■ **Excerto**:
A vida é muito mais David Lynch do que se pensa.

Um olhar mais atento revela o que digo. Não é necessária uma percepção extra-sensorial para olharmos a paisagem e perceber o número de estradas perdidas ao dispor. Todos os dias expomo-nos a revelações inusitadas, aparições gratuitas, diálogos do além e contactos imediatos.

No amor é assim também. Tudo é posto a nu enquanto o diabo esfrega um olho. A intimidade é dissecada pelo tacto, olfacto e visão. Elementos externos contribuem de forma vital para as empresas a que os amantes de propõem.

Fruta da época e consultas a ciganas dotadas são, afinal, a base de qualquer relação interpessoal.

quarta-feira, novembro 05, 2003

Amor impulsivo.

E se de repente, uma cigana se empenhar numa perseguição a um cidadão normal que passeia por um jardim? E se o indivíduo lhe disser que não tem tempo, que não quer ser cúmplice com o mercado paralelo de contrafacção, que não deseja saber o futuro e que a sua mulher já tem todas as Louis Vuitton? E se a cigana não desistir porque tem uma coisa importante para dizer e que não é nada disso que ele está a pensar?

Ele pára com um sorriso para ouvir:

Você tem problemas.
Tem sido alvo de invejas, maus olhados, remessas e mezinhas.

■ **Tarefas a realizar**:
• a. Extraia do excerto o trecho que vai de "A vida é muito" a "Amor impulsivo.".
• b. As afirmações seguintes estão de acordo com o excerto? Responda sim ou não a cada uma e cite as palavras do excerto que o decidem. (i) É necessária uma percepção extra-sensorial para perceber as estradas perdidas na paisagem. (ii) A cigana diz ao homem que ele tem problemas. (iii) A fruta da época figura entre a base de qualquer relação interpessoal.

■ **Material fornecido**:
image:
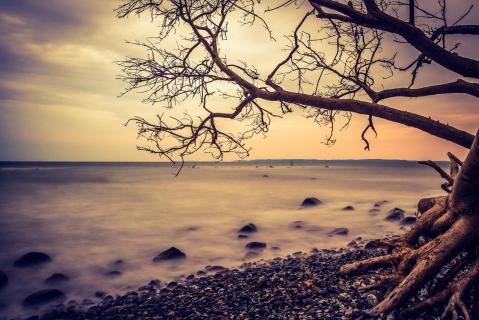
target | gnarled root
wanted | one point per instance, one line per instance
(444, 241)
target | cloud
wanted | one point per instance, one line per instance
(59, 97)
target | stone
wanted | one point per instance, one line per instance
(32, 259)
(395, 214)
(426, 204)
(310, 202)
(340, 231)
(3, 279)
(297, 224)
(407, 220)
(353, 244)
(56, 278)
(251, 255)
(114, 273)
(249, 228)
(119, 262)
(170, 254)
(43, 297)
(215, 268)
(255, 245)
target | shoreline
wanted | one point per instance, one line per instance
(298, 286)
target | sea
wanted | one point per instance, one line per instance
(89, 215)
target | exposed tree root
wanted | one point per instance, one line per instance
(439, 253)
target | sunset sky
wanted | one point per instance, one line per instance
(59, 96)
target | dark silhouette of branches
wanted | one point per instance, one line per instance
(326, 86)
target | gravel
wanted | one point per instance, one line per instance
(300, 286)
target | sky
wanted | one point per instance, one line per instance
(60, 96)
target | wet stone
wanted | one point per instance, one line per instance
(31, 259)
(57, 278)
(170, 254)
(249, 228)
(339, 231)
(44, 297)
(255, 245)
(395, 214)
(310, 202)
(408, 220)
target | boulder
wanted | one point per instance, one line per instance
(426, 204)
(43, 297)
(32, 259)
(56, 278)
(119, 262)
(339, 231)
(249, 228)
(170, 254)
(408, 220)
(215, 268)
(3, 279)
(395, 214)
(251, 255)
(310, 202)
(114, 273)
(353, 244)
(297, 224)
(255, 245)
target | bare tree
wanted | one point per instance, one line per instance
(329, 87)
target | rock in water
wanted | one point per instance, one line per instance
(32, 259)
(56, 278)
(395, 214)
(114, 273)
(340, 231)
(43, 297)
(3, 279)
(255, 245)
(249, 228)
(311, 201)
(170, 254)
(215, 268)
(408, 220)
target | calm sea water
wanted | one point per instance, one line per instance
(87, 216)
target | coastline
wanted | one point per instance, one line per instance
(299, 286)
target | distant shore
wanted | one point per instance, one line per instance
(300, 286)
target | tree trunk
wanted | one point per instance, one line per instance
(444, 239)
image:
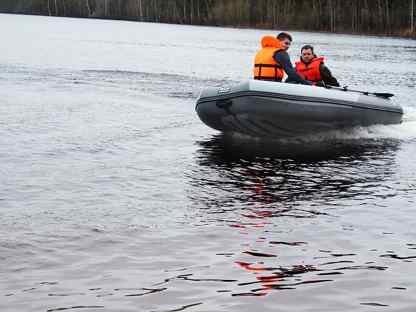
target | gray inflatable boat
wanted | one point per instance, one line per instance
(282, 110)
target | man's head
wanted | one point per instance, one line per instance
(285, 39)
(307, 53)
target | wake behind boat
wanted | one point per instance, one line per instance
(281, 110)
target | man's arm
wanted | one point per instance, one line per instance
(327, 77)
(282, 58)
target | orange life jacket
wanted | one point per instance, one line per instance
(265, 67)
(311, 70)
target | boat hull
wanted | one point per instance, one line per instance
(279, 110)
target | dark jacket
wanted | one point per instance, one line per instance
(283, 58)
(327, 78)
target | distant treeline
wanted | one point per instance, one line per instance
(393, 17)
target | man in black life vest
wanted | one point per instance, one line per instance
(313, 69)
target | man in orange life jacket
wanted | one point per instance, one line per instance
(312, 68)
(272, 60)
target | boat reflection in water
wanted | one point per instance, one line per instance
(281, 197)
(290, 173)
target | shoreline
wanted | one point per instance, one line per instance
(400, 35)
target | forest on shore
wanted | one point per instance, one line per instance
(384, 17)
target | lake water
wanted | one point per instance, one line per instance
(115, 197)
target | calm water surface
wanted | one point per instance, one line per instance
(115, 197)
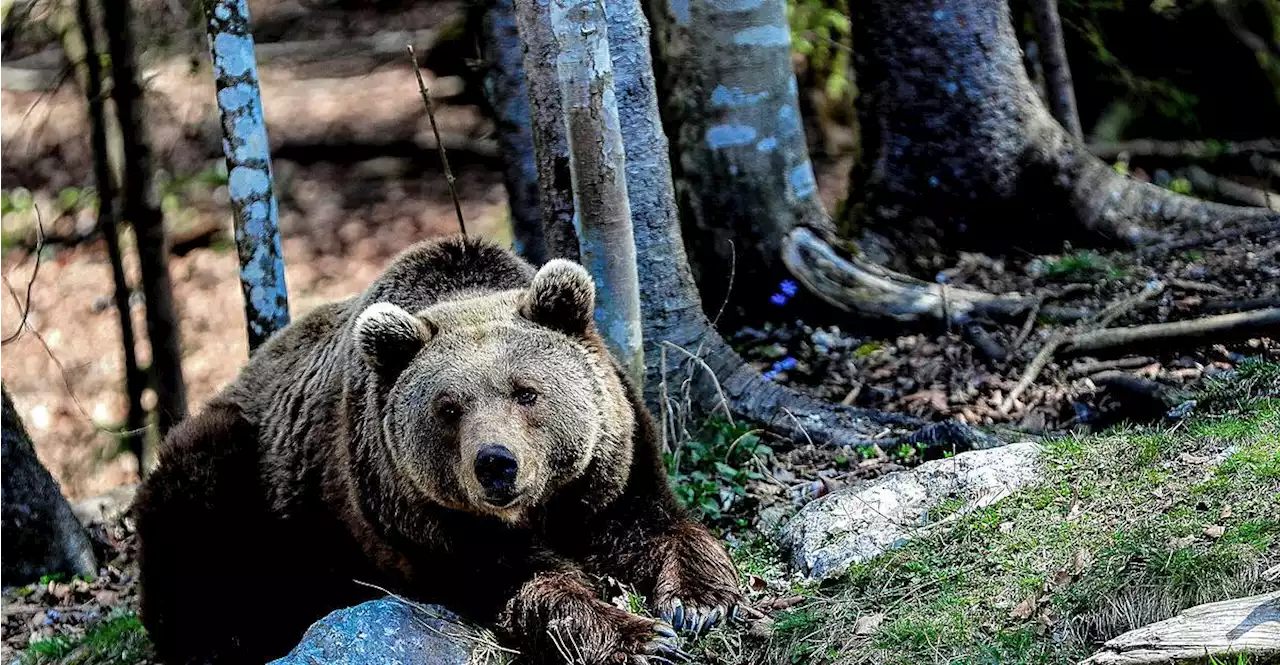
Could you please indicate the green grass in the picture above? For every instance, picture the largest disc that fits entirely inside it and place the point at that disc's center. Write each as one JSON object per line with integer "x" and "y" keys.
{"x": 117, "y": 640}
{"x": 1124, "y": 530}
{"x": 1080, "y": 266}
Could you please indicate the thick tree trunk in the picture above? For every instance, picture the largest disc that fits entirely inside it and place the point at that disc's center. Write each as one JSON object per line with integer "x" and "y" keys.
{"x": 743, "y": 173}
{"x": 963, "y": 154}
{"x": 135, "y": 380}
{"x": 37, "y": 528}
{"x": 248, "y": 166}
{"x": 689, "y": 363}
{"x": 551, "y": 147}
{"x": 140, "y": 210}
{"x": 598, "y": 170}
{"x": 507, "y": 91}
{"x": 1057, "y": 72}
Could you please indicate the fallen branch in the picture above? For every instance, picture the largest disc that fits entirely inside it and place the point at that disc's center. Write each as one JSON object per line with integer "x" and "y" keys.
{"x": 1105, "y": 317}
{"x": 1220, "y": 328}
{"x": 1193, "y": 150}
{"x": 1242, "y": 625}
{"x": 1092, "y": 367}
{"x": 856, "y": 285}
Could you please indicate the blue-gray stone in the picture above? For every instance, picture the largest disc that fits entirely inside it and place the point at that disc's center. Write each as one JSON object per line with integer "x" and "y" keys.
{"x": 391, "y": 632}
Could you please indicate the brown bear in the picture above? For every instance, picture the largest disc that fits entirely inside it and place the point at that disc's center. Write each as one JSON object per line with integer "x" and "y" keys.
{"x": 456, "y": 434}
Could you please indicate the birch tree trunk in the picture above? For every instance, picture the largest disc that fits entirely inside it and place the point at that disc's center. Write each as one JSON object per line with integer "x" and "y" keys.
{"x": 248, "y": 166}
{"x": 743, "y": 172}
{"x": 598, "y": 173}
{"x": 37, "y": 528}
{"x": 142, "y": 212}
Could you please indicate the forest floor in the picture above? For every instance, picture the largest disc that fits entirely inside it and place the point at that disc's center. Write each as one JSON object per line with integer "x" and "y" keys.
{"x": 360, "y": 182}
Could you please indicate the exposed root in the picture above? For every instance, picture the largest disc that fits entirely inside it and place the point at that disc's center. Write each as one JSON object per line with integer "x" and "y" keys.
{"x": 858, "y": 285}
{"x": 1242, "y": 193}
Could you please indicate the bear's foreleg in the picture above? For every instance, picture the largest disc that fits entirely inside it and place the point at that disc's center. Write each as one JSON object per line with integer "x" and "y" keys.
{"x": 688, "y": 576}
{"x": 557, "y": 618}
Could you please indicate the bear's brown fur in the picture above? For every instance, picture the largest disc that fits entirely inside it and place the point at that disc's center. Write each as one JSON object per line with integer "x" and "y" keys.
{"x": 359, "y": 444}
---
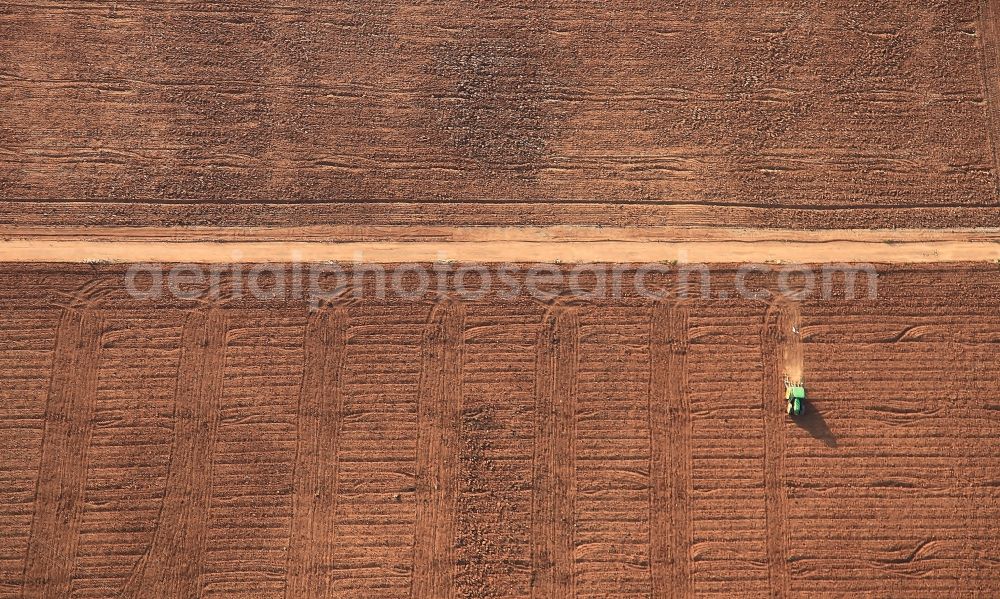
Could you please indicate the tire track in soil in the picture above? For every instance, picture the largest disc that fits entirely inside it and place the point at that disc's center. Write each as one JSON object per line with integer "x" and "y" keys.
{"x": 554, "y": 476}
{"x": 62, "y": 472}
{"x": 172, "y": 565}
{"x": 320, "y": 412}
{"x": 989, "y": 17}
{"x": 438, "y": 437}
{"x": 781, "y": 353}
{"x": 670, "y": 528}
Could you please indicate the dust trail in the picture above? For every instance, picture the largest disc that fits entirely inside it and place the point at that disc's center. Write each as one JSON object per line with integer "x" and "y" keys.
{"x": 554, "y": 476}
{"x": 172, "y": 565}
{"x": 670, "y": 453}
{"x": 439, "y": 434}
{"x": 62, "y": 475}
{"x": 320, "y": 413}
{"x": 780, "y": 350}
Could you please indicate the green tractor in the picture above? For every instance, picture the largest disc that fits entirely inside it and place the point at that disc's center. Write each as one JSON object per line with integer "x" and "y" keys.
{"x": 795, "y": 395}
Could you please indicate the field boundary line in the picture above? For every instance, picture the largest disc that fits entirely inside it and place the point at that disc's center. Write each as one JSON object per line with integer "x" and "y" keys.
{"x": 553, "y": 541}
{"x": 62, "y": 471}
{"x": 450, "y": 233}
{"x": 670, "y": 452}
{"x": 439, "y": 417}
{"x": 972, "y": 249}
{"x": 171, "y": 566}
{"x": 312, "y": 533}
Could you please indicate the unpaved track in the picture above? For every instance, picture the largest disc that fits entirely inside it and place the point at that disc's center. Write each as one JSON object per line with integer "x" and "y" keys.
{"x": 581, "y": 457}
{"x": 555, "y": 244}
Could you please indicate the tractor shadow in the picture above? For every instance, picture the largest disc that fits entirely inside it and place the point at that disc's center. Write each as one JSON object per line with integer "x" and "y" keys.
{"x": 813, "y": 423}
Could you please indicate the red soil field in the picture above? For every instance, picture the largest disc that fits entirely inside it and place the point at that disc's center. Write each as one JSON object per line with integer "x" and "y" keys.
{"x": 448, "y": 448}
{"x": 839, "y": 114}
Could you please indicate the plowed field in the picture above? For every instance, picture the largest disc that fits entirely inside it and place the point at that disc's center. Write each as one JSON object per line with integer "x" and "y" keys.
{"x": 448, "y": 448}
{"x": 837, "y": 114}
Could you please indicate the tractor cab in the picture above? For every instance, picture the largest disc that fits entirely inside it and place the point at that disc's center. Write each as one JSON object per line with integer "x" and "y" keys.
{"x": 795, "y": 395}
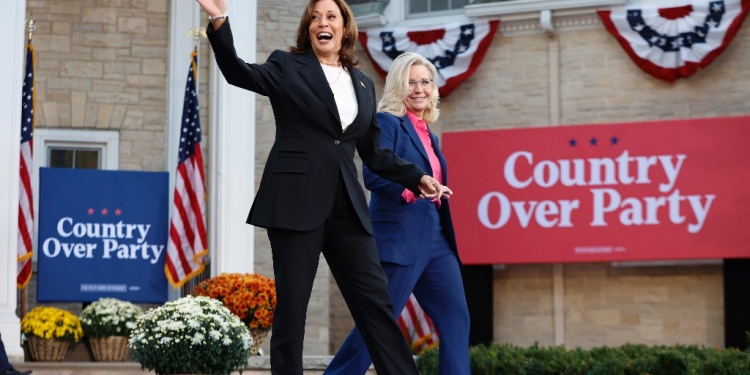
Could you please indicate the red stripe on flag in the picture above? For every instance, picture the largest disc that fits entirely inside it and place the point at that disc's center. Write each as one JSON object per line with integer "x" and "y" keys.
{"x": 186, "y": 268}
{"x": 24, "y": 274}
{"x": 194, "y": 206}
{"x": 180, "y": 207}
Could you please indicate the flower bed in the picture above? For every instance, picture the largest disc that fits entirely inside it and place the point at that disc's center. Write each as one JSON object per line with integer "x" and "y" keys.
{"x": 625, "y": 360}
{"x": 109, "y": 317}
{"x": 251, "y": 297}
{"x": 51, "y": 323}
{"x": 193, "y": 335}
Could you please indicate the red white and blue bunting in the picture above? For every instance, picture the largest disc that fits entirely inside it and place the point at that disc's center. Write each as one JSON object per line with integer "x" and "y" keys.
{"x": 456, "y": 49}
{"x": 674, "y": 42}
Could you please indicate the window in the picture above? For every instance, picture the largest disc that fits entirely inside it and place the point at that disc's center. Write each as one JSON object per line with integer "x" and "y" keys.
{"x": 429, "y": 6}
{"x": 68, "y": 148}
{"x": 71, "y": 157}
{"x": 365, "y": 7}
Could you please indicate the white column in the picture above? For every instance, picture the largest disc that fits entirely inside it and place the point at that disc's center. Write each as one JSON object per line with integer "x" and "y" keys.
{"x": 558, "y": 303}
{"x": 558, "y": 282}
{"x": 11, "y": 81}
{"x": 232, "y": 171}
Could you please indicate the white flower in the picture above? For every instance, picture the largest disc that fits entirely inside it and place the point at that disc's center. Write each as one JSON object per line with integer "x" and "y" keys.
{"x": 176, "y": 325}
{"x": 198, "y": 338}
...
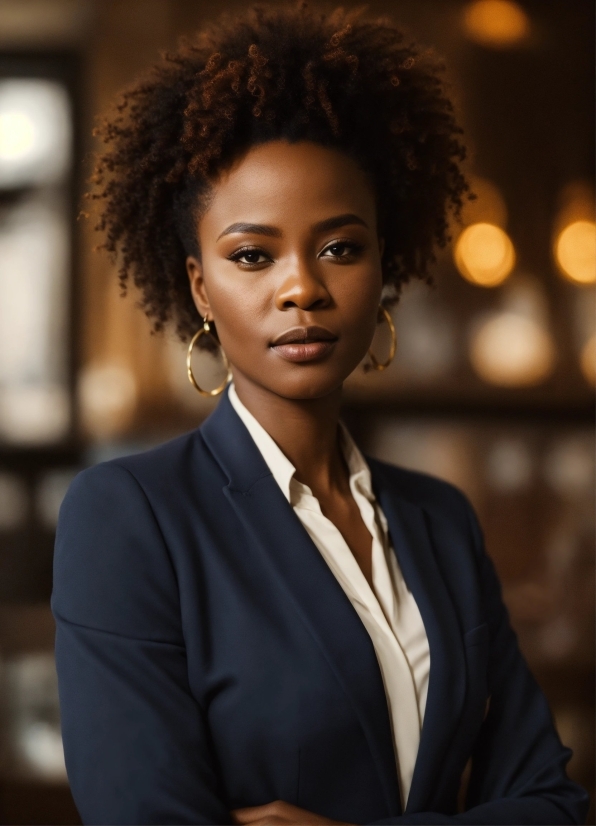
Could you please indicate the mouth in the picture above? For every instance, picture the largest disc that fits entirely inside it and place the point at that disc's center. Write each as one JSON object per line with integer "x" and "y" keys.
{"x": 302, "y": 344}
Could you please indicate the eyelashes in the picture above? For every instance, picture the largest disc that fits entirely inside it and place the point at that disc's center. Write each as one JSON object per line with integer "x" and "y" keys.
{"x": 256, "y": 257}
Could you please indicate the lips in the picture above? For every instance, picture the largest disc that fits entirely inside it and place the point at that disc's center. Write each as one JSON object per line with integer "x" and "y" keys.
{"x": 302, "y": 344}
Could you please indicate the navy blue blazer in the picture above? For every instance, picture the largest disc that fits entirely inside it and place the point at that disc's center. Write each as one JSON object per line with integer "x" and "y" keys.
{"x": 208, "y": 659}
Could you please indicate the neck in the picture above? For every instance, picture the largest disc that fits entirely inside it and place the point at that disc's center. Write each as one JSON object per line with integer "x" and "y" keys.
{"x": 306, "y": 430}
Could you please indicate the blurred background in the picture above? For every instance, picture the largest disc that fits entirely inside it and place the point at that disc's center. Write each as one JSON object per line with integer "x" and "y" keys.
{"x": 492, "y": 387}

■ **Respostas às tarefas**:
• a.
A vida é muito mais David Lynch do que se pensa.

Um olhar mais atento revela o que digo. Não é necessária uma percepção extra-sensorial para olharmos a paisagem e perceber o número de estradas perdidas ao dispor. Todos os dias expomo-nos a revelações inusitadas, aparições gratuitas, diálogos do além e contactos imediatos.

No amor é assim também. Tudo é posto a nu enquanto o diabo esfrega um olho. A intimidade é dissecada pelo tacto, olfacto e visão. Elementos externos contribuem de forma vital para as empresas a que os amantes de propõem.

Fruta da época e consultas a ciganas dotadas são, afinal, a base de qualquer relação interpessoal.

quarta-feira, novembro 05, 2003

Amor impulsivo.

• b.
(i) Não: "Não é necessária uma percepção extra-sensorial para olharmos a paisagem e perceber o número de estradas perdidas ao dispor."
(ii) Sim: "Você tem problemas."
(iii) Sim: "Fruta da época e consultas a ciganas dotadas são, afinal, a base de qualquer relação interpessoal."